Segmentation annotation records

-----

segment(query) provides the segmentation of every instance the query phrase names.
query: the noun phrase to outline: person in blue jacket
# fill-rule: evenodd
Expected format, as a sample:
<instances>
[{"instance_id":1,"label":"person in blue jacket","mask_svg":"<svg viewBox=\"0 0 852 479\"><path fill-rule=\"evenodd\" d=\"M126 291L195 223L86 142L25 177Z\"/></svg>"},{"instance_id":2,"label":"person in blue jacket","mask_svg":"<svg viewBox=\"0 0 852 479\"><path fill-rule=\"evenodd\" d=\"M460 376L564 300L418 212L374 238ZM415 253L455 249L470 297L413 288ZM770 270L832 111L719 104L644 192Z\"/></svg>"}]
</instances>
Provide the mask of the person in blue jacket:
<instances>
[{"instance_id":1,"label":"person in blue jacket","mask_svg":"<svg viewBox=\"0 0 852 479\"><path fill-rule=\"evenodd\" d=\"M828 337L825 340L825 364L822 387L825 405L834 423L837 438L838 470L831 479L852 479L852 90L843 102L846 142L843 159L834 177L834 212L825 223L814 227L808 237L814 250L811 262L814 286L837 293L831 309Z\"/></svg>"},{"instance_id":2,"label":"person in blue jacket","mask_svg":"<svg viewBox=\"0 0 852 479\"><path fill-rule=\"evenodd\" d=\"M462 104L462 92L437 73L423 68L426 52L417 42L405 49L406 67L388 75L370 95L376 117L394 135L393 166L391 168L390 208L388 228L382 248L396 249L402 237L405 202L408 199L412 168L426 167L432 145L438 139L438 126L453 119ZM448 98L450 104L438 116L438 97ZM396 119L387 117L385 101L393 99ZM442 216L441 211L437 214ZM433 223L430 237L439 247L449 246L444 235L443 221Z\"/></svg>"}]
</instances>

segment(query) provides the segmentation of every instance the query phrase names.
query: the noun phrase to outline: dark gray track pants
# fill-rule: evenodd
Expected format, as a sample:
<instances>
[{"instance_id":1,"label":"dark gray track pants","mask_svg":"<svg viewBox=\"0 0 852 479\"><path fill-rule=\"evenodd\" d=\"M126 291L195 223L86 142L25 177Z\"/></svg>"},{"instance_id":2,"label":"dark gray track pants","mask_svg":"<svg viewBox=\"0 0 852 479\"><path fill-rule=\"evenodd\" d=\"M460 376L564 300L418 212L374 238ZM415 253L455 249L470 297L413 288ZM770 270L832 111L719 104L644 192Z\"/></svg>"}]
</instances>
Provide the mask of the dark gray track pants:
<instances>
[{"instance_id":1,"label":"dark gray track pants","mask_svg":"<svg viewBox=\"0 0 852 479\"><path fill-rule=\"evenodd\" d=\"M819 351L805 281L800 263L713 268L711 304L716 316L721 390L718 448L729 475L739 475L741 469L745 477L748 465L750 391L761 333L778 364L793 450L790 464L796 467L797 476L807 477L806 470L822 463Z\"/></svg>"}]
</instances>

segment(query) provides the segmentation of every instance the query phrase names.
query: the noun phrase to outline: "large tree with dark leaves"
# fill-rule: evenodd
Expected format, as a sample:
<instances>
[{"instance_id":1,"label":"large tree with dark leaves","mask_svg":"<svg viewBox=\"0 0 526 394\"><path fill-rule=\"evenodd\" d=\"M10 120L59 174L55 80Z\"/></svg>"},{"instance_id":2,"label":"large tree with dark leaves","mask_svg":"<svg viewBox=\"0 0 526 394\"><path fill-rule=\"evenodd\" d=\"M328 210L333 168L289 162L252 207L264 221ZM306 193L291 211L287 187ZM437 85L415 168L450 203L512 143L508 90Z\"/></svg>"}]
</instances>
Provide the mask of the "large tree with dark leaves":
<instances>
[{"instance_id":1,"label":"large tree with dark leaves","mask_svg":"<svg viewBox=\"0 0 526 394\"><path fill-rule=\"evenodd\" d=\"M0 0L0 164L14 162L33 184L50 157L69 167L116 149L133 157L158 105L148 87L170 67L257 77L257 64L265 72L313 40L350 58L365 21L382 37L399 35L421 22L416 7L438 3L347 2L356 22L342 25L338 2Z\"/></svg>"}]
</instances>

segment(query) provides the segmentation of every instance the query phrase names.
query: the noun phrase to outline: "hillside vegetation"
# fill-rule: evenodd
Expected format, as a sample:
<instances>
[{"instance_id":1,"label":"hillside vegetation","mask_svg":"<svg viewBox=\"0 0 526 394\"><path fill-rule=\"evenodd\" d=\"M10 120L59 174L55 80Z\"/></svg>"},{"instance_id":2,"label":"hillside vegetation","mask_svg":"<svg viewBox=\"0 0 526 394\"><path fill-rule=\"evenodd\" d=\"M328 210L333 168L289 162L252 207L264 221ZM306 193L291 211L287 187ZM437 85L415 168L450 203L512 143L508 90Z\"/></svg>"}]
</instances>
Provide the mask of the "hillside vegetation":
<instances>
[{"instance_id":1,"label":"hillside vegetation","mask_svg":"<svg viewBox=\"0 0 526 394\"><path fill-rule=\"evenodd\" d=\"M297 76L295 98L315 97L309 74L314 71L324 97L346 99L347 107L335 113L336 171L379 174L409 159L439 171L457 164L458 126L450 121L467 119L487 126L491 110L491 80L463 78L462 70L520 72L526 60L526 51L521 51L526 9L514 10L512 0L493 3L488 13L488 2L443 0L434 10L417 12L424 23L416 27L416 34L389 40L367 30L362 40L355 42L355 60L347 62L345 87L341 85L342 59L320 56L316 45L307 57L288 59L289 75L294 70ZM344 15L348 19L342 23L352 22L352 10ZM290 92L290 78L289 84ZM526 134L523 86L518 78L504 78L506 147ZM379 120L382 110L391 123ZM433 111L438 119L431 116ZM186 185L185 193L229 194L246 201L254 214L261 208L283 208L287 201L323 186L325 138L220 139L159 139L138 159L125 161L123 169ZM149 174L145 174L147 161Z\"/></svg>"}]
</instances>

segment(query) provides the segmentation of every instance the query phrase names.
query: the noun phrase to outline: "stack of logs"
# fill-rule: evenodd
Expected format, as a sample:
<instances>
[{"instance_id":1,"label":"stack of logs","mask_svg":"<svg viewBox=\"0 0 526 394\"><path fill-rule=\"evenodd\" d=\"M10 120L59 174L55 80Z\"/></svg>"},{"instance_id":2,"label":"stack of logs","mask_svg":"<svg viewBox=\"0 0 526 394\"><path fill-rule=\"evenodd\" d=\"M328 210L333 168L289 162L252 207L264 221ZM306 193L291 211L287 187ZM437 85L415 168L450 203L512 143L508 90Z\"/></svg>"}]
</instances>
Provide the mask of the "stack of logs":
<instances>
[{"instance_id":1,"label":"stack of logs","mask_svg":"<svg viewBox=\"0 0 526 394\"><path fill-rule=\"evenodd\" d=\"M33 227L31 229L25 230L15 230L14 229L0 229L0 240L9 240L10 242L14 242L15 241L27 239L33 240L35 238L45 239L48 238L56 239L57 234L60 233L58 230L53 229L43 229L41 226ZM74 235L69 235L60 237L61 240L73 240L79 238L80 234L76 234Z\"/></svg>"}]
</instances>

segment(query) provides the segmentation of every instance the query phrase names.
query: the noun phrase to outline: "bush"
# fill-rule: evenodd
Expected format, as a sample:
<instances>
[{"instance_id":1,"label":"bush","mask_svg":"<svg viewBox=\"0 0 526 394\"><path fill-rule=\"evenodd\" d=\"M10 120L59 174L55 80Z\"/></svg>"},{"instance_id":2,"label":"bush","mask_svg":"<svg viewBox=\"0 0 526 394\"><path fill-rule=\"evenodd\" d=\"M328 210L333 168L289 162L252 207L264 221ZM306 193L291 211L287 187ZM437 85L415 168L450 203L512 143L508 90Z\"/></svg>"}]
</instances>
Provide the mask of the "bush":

-----

Given problem -> Repeat every line of the records above exactly.

Output for this task ->
segment(query) provides the segmentation of every instance the query phrase names.
query: the noun phrase to outline: person in blue jacket
# fill-rule: evenodd
Expected format, as a sample:
<instances>
[{"instance_id":1,"label":"person in blue jacket","mask_svg":"<svg viewBox=\"0 0 852 479\"><path fill-rule=\"evenodd\" d=\"M126 291L195 223L86 142L25 177Z\"/></svg>"},{"instance_id":2,"label":"person in blue jacket","mask_svg":"<svg viewBox=\"0 0 852 479\"><path fill-rule=\"evenodd\" d=\"M460 376L564 300L418 212L374 238ZM415 253L455 249L470 297L413 288ZM770 270L832 111L719 104L644 192Z\"/></svg>"}]
</instances>
Provide the mask of the person in blue jacket:
<instances>
[{"instance_id":1,"label":"person in blue jacket","mask_svg":"<svg viewBox=\"0 0 852 479\"><path fill-rule=\"evenodd\" d=\"M828 337L825 340L825 364L822 387L825 405L834 423L837 438L838 470L831 479L852 479L852 90L843 102L846 142L843 159L834 177L834 212L825 223L814 227L808 237L814 250L811 262L814 286L837 293L831 309Z\"/></svg>"},{"instance_id":2,"label":"person in blue jacket","mask_svg":"<svg viewBox=\"0 0 852 479\"><path fill-rule=\"evenodd\" d=\"M462 104L462 92L437 73L423 68L426 52L417 42L405 49L406 67L388 75L370 95L376 117L394 135L393 166L391 168L390 208L388 228L382 248L396 249L402 237L405 202L408 199L412 168L426 167L432 145L438 139L438 126L453 119ZM448 98L450 104L438 116L438 97ZM396 119L387 117L385 101L393 99ZM442 216L441 211L437 214ZM433 223L430 237L439 247L449 246L444 235L443 221Z\"/></svg>"}]
</instances>

segment(query) provides the segmentation of every instance the query phrase names.
query: the noun phrase to outline: dark gray track pants
# fill-rule: evenodd
Expected format, as a sample:
<instances>
[{"instance_id":1,"label":"dark gray track pants","mask_svg":"<svg viewBox=\"0 0 852 479\"><path fill-rule=\"evenodd\" d=\"M126 291L195 223L86 142L25 177Z\"/></svg>"},{"instance_id":2,"label":"dark gray track pants","mask_svg":"<svg viewBox=\"0 0 852 479\"><path fill-rule=\"evenodd\" d=\"M460 376L564 300L418 212L374 238ZM415 253L455 249L470 297L413 288ZM770 270L832 111L719 104L644 192Z\"/></svg>"}]
</instances>
Provide the mask of the dark gray track pants:
<instances>
[{"instance_id":1,"label":"dark gray track pants","mask_svg":"<svg viewBox=\"0 0 852 479\"><path fill-rule=\"evenodd\" d=\"M819 351L805 281L800 263L713 268L711 304L716 316L721 390L718 448L729 475L739 475L741 469L745 477L748 465L750 391L761 333L778 364L793 450L790 464L796 467L797 476L807 477L806 470L822 463Z\"/></svg>"}]
</instances>

segment(query) provides the segmentation of every instance the query phrase names.
query: the noun phrase to outline: "large tree with dark leaves"
# fill-rule: evenodd
Expected format, as a sample:
<instances>
[{"instance_id":1,"label":"large tree with dark leaves","mask_svg":"<svg viewBox=\"0 0 526 394\"><path fill-rule=\"evenodd\" d=\"M10 120L59 174L55 80Z\"/></svg>"},{"instance_id":2,"label":"large tree with dark leaves","mask_svg":"<svg viewBox=\"0 0 526 394\"><path fill-rule=\"evenodd\" d=\"M328 210L333 168L289 162L252 207L264 221ZM306 193L291 211L287 187ZM437 85L415 168L450 203L512 143L508 90Z\"/></svg>"}]
</instances>
Provide the mask of the "large tree with dark leaves":
<instances>
[{"instance_id":1,"label":"large tree with dark leaves","mask_svg":"<svg viewBox=\"0 0 526 394\"><path fill-rule=\"evenodd\" d=\"M0 0L0 164L14 162L33 184L50 157L69 167L116 149L133 157L158 105L148 87L170 67L257 77L257 64L265 72L313 40L350 58L365 21L382 37L399 35L421 22L416 7L438 3L347 2L356 22L342 25L338 2Z\"/></svg>"}]
</instances>

segment(query) provides the segmentation of every instance the query phrase names.
query: the noun phrase to outline: "hillside vegetation"
# fill-rule: evenodd
Expected format, as a sample:
<instances>
[{"instance_id":1,"label":"hillside vegetation","mask_svg":"<svg viewBox=\"0 0 526 394\"><path fill-rule=\"evenodd\" d=\"M10 120L59 174L55 80Z\"/></svg>"},{"instance_id":2,"label":"hillside vegetation","mask_svg":"<svg viewBox=\"0 0 526 394\"><path fill-rule=\"evenodd\" d=\"M328 210L333 168L289 162L252 207L264 221ZM306 193L291 211L287 187ZM437 85L415 168L450 203L512 143L508 90Z\"/></svg>"}]
</instances>
Provide the mask of the "hillside vegetation":
<instances>
[{"instance_id":1,"label":"hillside vegetation","mask_svg":"<svg viewBox=\"0 0 526 394\"><path fill-rule=\"evenodd\" d=\"M297 76L295 98L315 97L309 74L314 71L324 97L346 99L347 107L335 113L336 171L379 174L409 159L439 171L457 164L458 126L450 121L467 119L487 126L491 110L491 80L463 78L462 70L520 72L526 60L526 51L521 51L526 9L514 10L512 0L493 3L488 13L488 2L443 0L434 10L417 12L424 23L416 27L416 34L389 40L367 30L362 40L355 42L355 60L347 62L345 87L341 85L342 59L320 56L316 45L307 57L288 59L289 75L294 70ZM344 15L348 19L342 23L352 22L352 10ZM290 92L290 78L289 84ZM526 134L523 86L518 78L504 78L506 147ZM379 120L382 110L391 123ZM433 111L438 119L431 116ZM186 185L185 193L229 194L246 201L254 214L261 208L283 208L287 201L323 186L325 138L220 139L159 139L138 159L125 161L123 169ZM149 174L145 174L147 161Z\"/></svg>"}]
</instances>

segment(query) provides the segmentation of every instance the query phrase names.
query: the noun phrase to outline: "stack of logs"
# fill-rule: evenodd
Expected format, as a sample:
<instances>
[{"instance_id":1,"label":"stack of logs","mask_svg":"<svg viewBox=\"0 0 526 394\"><path fill-rule=\"evenodd\" d=\"M10 120L59 174L55 80Z\"/></svg>"},{"instance_id":2,"label":"stack of logs","mask_svg":"<svg viewBox=\"0 0 526 394\"><path fill-rule=\"evenodd\" d=\"M328 210L333 168L289 162L252 207L264 221ZM306 193L291 211L287 187ZM437 85L415 168L450 203L512 143L508 90Z\"/></svg>"}]
</instances>
Provide the mask of the "stack of logs":
<instances>
[{"instance_id":1,"label":"stack of logs","mask_svg":"<svg viewBox=\"0 0 526 394\"><path fill-rule=\"evenodd\" d=\"M33 227L31 229L25 230L15 230L14 229L0 229L0 240L9 240L10 242L14 242L15 241L27 239L33 240L35 238L45 239L48 238L56 239L57 234L60 233L58 230L53 229L43 229L41 226ZM74 235L69 235L60 237L61 240L73 240L79 238L80 234L76 234Z\"/></svg>"}]
</instances>

segment(query) provides the segmentation of every instance the query phrase names.
query: the noun phrase to outline: "bush"
# fill-rule: evenodd
Expected format, as a sample:
<instances>
[{"instance_id":1,"label":"bush","mask_svg":"<svg viewBox=\"0 0 526 394\"><path fill-rule=\"evenodd\" d=\"M10 120L59 174L55 80Z\"/></svg>"},{"instance_id":2,"label":"bush","mask_svg":"<svg viewBox=\"0 0 526 394\"><path fill-rule=\"evenodd\" d=\"M328 210L333 168L289 162L252 207L264 221ZM306 193L291 211L287 187ZM437 85L415 168L450 203L512 143L508 90Z\"/></svg>"}]
</instances>
Provide the mask of the "bush":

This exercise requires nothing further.